## AIM OF THE TASK
All that is wanted is an exact copy of the lines below, starting at the one that contains "Target: white house" and running to the end.

Saved entries:
---------------
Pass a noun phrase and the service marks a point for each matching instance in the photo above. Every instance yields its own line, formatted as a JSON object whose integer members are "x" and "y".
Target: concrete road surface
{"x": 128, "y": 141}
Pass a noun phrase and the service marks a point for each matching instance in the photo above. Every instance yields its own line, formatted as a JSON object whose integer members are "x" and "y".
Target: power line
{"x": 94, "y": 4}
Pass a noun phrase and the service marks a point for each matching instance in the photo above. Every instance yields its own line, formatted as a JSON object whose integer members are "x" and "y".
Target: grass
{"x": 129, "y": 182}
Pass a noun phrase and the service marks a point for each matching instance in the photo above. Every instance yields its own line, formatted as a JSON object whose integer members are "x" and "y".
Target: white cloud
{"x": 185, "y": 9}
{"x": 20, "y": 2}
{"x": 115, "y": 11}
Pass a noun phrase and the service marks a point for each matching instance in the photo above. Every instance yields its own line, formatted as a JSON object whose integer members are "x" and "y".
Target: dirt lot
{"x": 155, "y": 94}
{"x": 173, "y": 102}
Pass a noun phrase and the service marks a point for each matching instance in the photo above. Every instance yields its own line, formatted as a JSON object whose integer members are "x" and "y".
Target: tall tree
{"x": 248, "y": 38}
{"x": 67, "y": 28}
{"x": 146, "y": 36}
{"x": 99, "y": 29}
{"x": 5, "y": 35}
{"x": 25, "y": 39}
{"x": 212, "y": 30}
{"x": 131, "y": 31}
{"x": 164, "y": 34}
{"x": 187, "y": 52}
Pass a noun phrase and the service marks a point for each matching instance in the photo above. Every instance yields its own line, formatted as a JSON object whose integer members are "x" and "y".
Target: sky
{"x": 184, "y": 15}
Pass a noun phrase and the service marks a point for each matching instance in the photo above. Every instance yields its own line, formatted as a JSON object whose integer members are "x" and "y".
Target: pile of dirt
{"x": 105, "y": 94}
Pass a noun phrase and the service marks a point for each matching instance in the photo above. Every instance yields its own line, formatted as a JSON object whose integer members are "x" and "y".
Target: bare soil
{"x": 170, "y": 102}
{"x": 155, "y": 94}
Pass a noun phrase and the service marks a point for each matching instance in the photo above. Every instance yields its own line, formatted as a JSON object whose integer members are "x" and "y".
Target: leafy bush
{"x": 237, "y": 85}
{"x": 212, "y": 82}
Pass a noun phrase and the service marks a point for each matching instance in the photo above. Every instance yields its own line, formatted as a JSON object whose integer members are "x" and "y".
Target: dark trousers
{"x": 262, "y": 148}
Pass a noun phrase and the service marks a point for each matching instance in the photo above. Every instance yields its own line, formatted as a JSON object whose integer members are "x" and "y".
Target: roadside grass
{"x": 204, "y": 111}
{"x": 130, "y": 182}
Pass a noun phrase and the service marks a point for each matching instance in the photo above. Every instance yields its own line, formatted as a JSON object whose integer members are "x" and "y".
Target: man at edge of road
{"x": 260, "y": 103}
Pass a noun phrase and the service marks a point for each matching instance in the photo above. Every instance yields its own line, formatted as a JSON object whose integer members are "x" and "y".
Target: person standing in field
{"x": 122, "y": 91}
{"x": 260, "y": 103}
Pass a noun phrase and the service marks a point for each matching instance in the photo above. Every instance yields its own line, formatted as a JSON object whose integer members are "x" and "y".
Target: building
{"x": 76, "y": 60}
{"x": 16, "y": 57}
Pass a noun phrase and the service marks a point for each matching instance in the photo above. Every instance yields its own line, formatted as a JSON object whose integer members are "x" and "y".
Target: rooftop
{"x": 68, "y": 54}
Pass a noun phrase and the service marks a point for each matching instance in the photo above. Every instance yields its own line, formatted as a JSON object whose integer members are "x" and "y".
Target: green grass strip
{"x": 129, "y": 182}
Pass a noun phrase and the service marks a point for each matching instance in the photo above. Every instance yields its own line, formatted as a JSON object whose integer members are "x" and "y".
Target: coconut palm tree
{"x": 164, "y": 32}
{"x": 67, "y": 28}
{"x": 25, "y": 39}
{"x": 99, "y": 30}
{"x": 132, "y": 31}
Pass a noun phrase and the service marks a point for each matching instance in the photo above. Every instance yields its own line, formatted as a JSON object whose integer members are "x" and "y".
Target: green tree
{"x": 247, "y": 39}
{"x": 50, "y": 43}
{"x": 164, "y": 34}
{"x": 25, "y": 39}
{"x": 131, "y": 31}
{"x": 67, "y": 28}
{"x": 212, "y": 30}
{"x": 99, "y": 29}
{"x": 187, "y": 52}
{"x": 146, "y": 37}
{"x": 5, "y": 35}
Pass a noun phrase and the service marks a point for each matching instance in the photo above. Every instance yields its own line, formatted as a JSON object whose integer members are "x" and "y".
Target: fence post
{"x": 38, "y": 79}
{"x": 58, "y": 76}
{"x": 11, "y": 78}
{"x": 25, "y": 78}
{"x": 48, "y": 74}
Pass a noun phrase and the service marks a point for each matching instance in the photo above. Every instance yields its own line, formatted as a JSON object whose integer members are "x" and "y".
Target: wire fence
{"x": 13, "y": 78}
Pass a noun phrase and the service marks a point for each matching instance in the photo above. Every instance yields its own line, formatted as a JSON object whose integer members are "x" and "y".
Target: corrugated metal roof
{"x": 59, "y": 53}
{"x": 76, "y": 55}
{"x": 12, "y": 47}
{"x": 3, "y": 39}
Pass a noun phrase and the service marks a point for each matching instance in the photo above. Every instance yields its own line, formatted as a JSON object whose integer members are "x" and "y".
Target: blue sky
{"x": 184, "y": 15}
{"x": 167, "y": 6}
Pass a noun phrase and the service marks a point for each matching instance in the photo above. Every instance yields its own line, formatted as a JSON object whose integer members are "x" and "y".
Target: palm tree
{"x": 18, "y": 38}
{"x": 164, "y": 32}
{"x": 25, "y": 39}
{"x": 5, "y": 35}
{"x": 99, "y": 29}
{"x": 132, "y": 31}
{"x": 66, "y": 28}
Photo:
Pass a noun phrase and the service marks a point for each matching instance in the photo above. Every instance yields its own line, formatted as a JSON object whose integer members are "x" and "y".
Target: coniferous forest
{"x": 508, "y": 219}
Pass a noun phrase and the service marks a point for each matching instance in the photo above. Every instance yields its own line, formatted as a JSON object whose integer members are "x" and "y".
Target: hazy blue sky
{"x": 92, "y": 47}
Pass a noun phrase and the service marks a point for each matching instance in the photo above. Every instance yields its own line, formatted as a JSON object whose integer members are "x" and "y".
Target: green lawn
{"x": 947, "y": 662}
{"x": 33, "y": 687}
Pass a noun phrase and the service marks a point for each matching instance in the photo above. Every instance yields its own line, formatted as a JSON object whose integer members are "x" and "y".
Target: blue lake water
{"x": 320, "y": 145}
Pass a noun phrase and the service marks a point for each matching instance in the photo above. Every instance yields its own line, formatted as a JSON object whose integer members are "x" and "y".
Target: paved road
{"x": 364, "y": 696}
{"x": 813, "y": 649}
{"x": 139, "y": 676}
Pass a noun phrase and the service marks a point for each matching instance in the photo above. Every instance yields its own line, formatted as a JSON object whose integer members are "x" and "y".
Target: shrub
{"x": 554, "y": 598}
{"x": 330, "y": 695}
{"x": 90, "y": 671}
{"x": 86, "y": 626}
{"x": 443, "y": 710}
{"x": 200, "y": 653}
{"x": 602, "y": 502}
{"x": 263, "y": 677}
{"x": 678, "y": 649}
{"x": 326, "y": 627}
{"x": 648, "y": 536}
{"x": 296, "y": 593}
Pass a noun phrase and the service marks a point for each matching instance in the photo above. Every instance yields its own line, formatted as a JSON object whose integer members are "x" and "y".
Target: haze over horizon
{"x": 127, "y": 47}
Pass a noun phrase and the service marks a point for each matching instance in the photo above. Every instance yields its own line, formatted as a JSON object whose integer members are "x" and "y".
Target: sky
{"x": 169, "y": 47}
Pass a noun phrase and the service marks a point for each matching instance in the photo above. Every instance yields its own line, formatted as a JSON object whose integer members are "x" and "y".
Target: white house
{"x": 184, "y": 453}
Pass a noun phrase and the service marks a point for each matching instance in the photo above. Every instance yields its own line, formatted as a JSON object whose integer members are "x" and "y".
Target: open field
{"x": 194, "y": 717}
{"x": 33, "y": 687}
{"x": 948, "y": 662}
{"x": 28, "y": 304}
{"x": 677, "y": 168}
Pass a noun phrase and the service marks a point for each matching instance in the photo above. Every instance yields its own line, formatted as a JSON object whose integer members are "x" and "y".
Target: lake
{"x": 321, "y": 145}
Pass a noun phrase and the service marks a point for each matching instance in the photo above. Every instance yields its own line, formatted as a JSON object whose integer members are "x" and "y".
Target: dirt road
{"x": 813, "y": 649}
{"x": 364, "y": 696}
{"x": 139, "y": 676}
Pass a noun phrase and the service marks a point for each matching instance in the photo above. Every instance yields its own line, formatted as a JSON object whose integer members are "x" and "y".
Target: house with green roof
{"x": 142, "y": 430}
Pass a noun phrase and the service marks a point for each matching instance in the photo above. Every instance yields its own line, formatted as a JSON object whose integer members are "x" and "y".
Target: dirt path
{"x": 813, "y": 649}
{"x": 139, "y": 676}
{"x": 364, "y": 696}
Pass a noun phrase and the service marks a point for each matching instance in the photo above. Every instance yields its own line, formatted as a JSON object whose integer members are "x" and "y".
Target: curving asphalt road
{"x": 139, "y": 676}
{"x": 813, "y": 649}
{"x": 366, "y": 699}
---------------
## REPLY TO THE EXERCISE
Target: white house
{"x": 184, "y": 453}
Pass a noun phrase and the service marks a point for each matching instance in the photo above. Every instance yields its own line, formatted as a JSON object whose integer members are "x" and "y".
Target: open field
{"x": 194, "y": 717}
{"x": 33, "y": 687}
{"x": 948, "y": 662}
{"x": 28, "y": 304}
{"x": 677, "y": 168}
Pass a noun phrase and the service marks a point for each matching instance in the photo above. Every instance yields its own line, formatted as a JSON object whose integer members are "x" and "y".
Target: lake
{"x": 321, "y": 145}
Pass a noun phrase and the service marks a point for each matching instance in the photo above. Every instance yields its own line, formatted as a JSON object whose integer members are "x" and "y".
Target: dirt road
{"x": 813, "y": 649}
{"x": 364, "y": 696}
{"x": 139, "y": 676}
Pass a noun phrase and the service marks a point for each matching instance in the photo above. Every instance yields its own line, formatted as a JSON object whose integer members are "x" and "y".
Target: house with green roof
{"x": 142, "y": 430}
Pass a noun phrase and the service marks a point for each matching instance in the photo above. Every instance yields its own line, formatted as a JSON object whose integer members are "x" and "y".
Target: dirt path
{"x": 813, "y": 649}
{"x": 139, "y": 676}
{"x": 364, "y": 696}
Pass a noun phrase and the service marks a point for each matching instance in the photo above. Every instance yields its own line, formatted as a JSON object whose integer members are "x" and "y".
Target: curving asphalt road
{"x": 139, "y": 676}
{"x": 813, "y": 649}
{"x": 366, "y": 699}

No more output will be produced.